▶ [What to do]: Would you copy out exactly the lines of the listing below, beginning with the one that contains "the form [142,330]." and ending with the last?

▶ [Record extracts]:
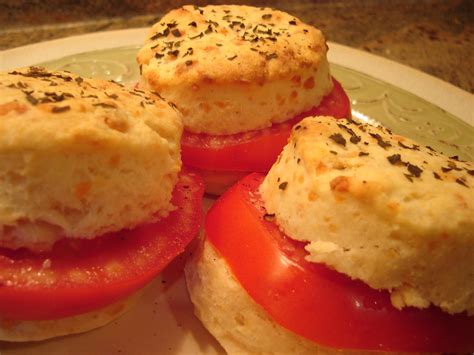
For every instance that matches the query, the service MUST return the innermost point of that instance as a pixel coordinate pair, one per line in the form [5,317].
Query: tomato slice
[313,301]
[79,276]
[254,150]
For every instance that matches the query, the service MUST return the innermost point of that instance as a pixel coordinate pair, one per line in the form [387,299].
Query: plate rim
[434,90]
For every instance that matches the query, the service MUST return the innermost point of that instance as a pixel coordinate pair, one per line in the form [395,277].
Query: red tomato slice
[254,150]
[82,275]
[313,301]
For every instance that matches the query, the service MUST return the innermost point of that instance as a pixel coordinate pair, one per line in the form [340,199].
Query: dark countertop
[430,35]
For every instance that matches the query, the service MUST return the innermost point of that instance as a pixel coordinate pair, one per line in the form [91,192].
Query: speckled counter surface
[434,36]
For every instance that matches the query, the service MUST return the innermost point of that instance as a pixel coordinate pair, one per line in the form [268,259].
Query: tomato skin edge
[66,298]
[255,151]
[341,313]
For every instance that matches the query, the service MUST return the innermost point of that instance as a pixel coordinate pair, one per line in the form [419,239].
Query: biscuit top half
[81,157]
[231,69]
[380,208]
[230,44]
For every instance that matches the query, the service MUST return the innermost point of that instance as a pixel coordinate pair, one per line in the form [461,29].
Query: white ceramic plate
[408,101]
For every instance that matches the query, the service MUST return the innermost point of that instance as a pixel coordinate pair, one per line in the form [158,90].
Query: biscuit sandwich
[93,202]
[242,77]
[357,240]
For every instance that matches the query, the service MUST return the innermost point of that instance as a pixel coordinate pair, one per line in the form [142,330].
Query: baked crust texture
[232,69]
[81,157]
[380,208]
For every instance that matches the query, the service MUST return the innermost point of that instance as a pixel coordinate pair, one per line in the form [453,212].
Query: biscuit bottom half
[36,330]
[239,324]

▶ [Worked solution]:
For every instance that matches the query, the service MUST return the innermost point of that instance as a pixel coordinate pair, one per line in the form [142,330].
Query: baked crust texture
[232,69]
[81,157]
[380,208]
For every instance that matches the query, the service MUST return the innermost point of that instance as a pixel coordinate pair, one per line in the form [453,212].
Query: biscuit bottom half
[36,330]
[239,324]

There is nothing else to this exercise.